About this exercise – The line containing "Mark one point on each instance of the stair railing" and every line after it, through the last line of the records, are to be transcribed exactly, and nothing else.

Record extracts –
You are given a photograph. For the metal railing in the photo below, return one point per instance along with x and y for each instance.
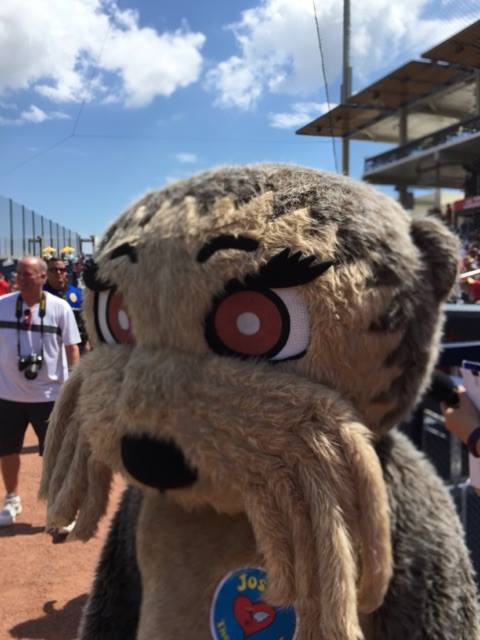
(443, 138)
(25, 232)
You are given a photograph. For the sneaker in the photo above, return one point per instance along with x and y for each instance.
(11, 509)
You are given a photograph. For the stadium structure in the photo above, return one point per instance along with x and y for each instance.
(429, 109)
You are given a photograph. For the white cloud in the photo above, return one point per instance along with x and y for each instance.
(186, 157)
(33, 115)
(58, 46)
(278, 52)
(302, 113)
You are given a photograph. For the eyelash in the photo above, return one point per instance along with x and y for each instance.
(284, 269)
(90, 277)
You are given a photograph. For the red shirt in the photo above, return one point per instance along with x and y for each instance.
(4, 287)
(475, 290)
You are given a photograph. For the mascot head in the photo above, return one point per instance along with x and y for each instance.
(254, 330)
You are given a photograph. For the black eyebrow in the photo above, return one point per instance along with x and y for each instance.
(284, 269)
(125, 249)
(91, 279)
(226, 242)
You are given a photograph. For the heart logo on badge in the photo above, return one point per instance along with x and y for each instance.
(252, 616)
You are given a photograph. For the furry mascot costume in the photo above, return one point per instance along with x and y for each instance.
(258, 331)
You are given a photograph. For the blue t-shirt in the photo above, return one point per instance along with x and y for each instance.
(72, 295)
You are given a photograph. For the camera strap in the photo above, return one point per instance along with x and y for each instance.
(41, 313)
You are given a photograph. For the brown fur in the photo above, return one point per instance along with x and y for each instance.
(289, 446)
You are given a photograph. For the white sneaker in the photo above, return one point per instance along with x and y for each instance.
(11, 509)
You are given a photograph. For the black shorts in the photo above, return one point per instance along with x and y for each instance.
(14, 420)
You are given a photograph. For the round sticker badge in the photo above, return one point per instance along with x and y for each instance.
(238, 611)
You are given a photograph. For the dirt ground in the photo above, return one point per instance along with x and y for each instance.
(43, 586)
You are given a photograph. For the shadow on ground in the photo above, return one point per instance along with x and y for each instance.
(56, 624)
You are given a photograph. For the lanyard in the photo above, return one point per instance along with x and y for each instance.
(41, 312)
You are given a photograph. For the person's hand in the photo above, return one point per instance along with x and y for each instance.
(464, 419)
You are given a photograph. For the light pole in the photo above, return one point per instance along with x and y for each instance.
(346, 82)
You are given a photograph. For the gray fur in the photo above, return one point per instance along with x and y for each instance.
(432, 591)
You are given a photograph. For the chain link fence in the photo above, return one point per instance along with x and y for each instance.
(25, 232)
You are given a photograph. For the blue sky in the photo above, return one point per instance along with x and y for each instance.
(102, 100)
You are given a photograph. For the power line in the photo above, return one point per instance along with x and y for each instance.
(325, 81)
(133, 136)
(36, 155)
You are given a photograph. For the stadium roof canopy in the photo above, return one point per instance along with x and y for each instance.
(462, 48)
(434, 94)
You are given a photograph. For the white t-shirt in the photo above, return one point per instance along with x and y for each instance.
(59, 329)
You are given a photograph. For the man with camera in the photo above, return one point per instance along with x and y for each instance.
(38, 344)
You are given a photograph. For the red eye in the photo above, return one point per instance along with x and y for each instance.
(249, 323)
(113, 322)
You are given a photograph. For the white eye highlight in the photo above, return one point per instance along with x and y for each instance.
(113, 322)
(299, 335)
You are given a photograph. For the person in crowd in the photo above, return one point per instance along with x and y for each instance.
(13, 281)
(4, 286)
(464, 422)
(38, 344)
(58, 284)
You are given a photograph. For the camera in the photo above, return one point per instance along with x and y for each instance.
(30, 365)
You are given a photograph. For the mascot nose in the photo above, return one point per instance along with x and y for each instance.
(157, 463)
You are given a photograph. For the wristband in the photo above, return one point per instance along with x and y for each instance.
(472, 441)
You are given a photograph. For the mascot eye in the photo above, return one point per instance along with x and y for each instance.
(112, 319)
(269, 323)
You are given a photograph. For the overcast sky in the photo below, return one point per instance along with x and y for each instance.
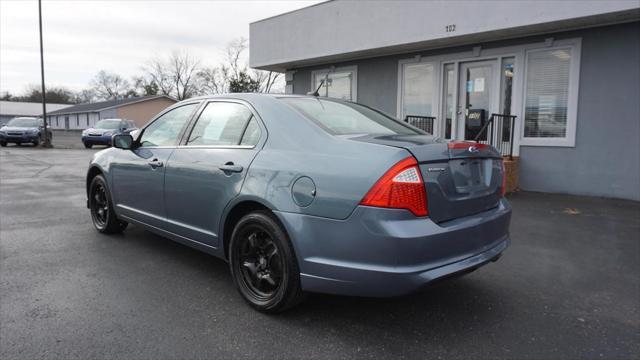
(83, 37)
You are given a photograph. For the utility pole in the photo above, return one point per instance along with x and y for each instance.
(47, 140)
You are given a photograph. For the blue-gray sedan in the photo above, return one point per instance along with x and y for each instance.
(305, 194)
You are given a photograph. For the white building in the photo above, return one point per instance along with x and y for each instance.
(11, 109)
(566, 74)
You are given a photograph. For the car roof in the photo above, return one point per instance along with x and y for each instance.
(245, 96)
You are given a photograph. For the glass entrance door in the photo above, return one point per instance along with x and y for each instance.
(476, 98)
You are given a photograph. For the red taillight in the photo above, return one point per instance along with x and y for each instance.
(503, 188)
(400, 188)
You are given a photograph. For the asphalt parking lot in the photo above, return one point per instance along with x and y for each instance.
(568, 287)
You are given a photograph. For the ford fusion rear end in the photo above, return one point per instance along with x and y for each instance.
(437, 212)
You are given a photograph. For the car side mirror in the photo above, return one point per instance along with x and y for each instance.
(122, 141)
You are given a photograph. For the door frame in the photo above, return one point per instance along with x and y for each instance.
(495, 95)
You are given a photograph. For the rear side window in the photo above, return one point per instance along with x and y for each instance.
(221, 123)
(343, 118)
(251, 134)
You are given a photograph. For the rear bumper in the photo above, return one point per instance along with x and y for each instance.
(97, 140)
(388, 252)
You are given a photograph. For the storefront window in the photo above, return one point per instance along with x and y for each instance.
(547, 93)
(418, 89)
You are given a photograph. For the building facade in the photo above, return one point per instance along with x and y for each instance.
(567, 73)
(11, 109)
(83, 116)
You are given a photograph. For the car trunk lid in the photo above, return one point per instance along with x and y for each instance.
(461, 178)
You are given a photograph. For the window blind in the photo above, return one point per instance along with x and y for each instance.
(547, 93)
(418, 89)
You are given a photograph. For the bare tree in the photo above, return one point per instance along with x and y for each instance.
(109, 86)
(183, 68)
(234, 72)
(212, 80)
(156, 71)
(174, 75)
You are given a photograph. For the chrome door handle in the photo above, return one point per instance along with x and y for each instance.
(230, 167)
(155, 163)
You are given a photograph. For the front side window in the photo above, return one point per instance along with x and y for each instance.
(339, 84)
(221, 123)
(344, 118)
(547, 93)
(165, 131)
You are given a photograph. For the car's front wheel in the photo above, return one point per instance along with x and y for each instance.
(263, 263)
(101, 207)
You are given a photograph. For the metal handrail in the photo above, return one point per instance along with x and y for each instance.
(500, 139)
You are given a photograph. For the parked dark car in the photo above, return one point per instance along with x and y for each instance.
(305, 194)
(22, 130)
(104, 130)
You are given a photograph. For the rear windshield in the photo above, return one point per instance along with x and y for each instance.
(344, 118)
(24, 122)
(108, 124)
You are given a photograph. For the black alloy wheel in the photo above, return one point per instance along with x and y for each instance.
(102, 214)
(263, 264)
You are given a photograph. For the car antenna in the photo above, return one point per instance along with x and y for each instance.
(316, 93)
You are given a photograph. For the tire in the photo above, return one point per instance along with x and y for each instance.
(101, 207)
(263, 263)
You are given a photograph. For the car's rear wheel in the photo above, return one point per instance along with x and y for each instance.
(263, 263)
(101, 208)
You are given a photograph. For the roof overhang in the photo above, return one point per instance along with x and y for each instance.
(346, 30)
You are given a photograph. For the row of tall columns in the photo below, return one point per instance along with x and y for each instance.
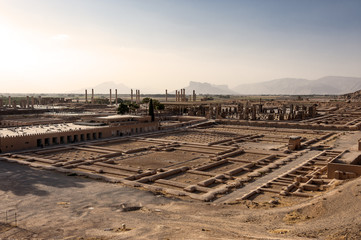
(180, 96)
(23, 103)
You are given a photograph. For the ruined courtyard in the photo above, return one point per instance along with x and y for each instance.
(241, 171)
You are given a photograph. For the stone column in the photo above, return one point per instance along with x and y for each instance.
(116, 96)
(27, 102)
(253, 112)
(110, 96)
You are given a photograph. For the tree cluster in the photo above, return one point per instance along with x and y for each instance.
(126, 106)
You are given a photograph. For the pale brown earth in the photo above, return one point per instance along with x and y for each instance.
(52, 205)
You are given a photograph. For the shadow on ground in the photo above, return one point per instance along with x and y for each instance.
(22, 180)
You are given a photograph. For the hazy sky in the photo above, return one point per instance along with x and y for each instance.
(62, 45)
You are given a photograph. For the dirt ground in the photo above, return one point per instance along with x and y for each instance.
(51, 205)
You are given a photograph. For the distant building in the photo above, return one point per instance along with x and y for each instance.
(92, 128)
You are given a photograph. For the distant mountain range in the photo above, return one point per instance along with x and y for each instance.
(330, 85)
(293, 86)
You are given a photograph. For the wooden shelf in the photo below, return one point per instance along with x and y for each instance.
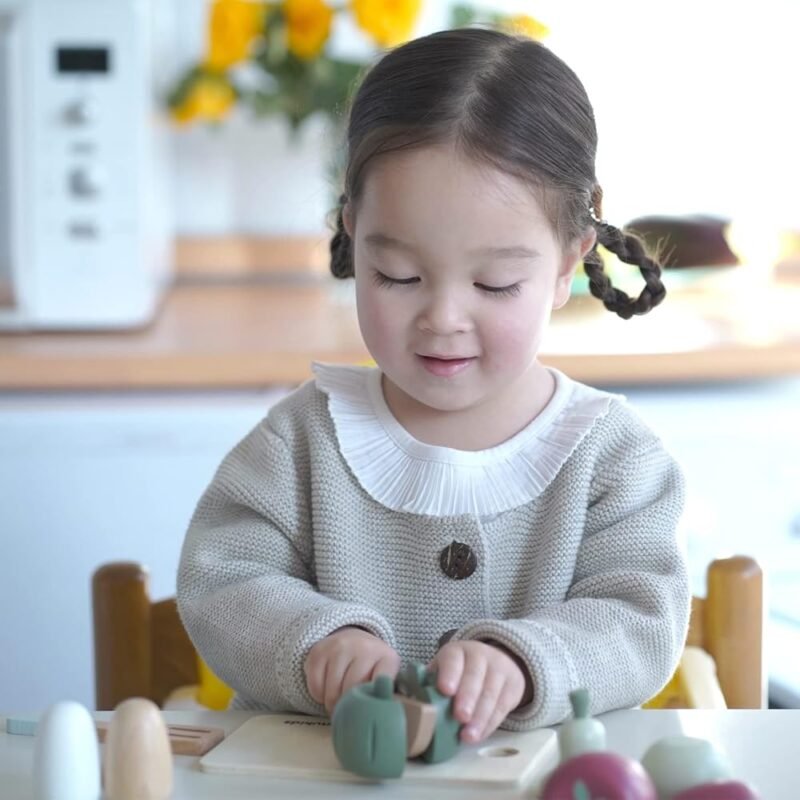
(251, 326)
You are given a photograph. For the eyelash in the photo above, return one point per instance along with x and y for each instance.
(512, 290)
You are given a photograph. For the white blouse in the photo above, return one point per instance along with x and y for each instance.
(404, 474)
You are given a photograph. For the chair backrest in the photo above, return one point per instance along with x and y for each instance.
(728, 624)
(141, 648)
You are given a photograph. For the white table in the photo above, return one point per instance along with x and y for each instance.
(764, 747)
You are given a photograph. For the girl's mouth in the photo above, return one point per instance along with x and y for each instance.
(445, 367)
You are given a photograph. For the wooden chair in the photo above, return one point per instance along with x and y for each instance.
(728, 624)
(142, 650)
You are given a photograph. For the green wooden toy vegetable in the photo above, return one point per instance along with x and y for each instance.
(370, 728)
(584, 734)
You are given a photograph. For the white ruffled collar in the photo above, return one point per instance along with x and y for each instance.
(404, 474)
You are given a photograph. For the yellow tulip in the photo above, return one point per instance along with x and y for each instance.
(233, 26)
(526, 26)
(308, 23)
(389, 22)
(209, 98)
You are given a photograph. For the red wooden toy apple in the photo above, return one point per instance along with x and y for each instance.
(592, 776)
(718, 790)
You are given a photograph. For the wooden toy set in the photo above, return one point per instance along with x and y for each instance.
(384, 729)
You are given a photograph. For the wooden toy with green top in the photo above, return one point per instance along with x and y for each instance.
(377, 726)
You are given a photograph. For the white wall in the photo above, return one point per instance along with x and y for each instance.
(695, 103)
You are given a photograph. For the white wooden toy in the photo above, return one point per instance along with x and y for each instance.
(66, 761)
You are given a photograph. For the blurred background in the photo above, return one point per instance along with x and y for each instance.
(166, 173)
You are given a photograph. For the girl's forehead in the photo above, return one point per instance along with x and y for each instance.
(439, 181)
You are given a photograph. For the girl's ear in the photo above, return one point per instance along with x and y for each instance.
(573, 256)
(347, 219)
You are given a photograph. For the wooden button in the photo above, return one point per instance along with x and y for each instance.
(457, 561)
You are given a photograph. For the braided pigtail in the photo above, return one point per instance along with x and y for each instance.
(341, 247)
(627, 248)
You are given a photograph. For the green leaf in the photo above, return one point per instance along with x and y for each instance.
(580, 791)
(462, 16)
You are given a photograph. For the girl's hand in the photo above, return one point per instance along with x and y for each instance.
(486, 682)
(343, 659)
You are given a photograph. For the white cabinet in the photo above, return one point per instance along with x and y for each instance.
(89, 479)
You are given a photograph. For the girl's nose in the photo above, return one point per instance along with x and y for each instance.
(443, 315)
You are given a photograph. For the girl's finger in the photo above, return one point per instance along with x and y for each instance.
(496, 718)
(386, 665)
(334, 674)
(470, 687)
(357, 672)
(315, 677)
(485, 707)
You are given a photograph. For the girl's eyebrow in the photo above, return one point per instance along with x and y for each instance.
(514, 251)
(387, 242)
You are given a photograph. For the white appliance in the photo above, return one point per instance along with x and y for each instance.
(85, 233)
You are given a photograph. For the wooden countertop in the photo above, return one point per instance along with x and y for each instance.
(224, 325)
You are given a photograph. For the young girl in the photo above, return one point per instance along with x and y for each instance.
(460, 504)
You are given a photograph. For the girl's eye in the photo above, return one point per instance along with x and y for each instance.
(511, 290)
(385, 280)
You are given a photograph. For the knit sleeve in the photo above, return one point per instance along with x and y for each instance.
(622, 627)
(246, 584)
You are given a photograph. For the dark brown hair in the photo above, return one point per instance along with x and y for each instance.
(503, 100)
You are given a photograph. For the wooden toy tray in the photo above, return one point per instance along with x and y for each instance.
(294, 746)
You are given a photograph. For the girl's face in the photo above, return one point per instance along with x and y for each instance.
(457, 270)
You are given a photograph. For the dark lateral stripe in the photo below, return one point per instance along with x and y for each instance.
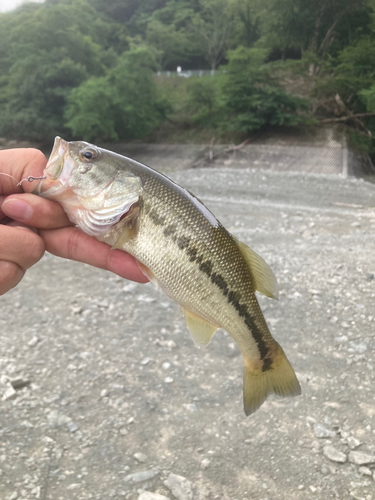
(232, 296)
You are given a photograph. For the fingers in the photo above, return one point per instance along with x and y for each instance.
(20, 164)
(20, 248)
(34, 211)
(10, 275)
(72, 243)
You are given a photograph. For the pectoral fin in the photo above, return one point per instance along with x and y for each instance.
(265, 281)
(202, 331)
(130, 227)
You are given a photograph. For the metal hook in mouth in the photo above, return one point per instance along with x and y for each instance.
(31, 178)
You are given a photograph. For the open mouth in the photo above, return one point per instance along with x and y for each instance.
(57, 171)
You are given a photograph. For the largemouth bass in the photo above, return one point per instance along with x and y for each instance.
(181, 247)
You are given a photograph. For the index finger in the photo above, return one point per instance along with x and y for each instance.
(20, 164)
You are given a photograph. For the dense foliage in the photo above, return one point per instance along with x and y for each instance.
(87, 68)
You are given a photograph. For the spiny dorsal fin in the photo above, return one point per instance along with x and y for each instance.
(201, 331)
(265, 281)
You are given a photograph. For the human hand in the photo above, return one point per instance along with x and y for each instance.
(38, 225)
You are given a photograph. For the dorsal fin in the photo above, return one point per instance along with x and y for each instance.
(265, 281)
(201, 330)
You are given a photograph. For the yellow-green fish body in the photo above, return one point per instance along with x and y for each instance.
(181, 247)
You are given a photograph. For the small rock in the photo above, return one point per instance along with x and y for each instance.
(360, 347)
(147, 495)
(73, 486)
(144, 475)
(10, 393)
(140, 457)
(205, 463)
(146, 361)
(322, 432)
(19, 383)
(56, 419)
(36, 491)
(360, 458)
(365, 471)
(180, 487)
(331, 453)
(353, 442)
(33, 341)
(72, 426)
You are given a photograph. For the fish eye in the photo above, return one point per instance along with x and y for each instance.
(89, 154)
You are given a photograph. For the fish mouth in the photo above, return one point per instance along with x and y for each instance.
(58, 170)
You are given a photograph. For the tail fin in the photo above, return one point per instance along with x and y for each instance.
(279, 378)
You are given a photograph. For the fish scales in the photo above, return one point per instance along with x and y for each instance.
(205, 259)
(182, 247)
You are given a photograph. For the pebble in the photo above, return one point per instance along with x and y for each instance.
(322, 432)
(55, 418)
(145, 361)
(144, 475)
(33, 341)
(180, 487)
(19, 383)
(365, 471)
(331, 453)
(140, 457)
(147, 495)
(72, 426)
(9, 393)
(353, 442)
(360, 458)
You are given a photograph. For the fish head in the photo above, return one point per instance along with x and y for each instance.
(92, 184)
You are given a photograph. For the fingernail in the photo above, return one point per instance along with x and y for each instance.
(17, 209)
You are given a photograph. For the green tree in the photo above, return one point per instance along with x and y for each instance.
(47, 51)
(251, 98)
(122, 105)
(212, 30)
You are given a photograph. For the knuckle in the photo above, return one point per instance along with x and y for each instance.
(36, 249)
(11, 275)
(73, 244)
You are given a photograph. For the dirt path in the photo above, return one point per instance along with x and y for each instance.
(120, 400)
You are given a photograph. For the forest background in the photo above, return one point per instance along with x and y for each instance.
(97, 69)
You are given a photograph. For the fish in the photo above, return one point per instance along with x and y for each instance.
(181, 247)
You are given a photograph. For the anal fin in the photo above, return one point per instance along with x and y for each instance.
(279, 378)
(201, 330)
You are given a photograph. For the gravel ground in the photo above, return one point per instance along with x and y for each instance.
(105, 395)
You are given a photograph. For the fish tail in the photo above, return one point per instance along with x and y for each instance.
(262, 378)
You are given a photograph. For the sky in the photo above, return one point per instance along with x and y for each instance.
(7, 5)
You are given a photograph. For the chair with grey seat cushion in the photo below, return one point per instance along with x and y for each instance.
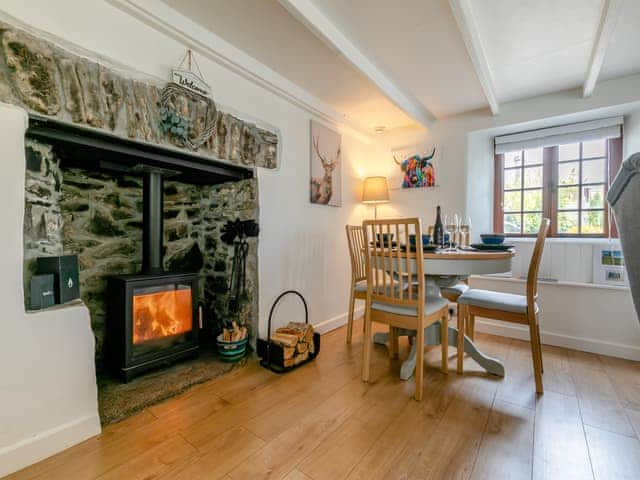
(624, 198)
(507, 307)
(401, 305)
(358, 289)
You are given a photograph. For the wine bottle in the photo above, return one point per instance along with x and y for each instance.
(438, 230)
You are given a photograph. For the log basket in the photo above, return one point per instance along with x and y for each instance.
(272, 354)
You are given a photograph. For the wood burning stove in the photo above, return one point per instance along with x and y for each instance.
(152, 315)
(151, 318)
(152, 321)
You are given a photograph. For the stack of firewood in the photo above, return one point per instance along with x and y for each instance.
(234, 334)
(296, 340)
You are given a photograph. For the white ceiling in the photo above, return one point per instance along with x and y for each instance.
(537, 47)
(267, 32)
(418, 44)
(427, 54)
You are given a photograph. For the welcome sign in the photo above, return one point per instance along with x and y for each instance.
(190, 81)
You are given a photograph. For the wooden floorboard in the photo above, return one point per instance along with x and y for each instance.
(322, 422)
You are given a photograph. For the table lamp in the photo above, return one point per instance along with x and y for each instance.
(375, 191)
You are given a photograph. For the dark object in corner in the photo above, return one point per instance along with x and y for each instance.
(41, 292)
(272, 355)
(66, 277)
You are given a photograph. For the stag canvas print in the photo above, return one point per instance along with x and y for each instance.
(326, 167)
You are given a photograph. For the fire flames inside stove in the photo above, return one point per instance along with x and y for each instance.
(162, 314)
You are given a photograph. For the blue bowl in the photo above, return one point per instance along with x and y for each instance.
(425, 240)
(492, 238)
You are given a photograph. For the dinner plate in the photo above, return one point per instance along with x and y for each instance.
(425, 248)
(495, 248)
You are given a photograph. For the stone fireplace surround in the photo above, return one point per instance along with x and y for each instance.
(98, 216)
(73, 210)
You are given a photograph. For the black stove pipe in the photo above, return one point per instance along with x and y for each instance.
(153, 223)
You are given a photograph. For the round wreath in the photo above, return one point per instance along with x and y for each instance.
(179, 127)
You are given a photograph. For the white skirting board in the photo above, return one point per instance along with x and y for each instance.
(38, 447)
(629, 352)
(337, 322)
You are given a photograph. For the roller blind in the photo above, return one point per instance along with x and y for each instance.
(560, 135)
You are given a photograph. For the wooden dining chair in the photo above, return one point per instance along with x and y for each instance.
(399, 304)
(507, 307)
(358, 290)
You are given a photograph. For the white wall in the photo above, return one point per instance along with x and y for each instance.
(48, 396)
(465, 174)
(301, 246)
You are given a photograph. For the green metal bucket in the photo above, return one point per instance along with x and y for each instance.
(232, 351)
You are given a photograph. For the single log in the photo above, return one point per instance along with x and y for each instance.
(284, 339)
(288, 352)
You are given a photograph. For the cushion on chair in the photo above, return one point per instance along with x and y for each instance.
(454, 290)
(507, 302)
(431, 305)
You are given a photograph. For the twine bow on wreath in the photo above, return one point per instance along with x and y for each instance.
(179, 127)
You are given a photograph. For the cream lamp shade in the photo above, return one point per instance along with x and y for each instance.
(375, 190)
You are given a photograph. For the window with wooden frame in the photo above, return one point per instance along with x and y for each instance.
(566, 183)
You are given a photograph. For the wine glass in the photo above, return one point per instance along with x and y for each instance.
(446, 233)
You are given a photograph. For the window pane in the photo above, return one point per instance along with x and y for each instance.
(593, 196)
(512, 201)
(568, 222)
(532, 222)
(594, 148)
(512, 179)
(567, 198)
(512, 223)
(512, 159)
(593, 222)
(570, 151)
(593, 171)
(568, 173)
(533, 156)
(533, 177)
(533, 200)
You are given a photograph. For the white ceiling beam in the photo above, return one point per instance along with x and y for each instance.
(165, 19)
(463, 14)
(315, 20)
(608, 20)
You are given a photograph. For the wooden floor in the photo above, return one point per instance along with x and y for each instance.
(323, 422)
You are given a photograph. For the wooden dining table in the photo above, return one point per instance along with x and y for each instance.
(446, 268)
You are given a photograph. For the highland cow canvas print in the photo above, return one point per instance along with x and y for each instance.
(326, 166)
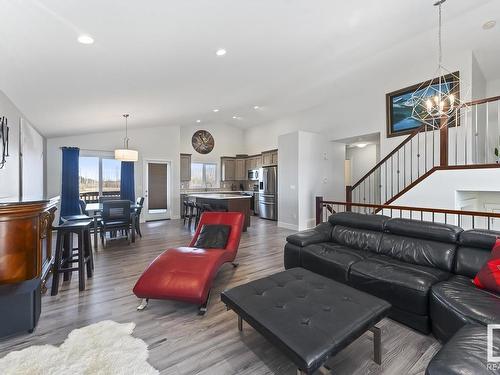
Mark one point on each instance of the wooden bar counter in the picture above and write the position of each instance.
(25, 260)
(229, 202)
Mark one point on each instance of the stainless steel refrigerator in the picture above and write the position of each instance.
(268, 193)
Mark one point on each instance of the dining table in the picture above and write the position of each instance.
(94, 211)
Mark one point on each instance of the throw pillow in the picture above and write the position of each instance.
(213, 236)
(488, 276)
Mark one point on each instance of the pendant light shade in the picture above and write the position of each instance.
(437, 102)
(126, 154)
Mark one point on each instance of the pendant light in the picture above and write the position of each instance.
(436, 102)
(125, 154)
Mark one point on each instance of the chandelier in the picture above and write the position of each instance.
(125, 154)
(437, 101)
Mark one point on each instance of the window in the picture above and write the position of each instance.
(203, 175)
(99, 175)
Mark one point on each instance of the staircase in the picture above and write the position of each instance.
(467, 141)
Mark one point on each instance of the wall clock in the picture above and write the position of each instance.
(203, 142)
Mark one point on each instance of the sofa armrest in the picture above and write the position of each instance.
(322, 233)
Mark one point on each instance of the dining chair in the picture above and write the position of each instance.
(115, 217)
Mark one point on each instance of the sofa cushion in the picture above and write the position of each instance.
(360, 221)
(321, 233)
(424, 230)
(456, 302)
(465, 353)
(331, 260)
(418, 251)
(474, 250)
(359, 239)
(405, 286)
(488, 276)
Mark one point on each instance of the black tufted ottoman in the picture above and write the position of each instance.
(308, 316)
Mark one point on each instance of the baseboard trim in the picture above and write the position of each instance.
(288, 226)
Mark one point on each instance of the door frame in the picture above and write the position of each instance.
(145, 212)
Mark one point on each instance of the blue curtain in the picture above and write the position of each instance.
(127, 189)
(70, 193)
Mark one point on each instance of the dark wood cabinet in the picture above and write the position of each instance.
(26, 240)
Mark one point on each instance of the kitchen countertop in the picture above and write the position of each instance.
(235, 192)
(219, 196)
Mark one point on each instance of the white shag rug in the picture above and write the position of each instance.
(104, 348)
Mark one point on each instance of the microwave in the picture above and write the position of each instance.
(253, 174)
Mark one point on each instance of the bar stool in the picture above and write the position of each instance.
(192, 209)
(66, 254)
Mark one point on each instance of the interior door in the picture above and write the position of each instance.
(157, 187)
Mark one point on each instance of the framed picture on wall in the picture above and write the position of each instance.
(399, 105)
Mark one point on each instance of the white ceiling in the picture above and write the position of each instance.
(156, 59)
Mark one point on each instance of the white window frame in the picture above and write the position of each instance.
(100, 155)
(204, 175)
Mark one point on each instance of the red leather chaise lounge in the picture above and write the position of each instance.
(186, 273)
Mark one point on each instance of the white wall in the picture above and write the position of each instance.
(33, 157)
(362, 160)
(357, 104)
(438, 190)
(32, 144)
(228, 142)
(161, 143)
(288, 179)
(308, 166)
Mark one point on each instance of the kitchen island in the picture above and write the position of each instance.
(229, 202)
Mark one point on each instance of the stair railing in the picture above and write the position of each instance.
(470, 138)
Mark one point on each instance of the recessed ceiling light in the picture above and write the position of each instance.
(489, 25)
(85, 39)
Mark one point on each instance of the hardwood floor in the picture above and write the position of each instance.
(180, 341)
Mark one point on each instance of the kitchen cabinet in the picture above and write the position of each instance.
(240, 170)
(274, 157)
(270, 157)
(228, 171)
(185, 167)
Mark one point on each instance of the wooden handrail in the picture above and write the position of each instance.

Written solution –
Mark one point on each instance of the stair railing in the picture above and write the position of each instance.
(470, 138)
Mark one point on each instance of the recessed ceiling light in the picture above and write the position of each instance.
(489, 25)
(85, 39)
Mark one point on each instance of the hardwood floor in the picture above and write the position of each instance.
(180, 341)
Mark one point on each instance of the kitchen cabinet in the picture above and write the position of each instance.
(240, 170)
(274, 157)
(270, 157)
(228, 171)
(185, 167)
Mark one point on each instance of the wooden handrail in the picture above and write the position of each instance.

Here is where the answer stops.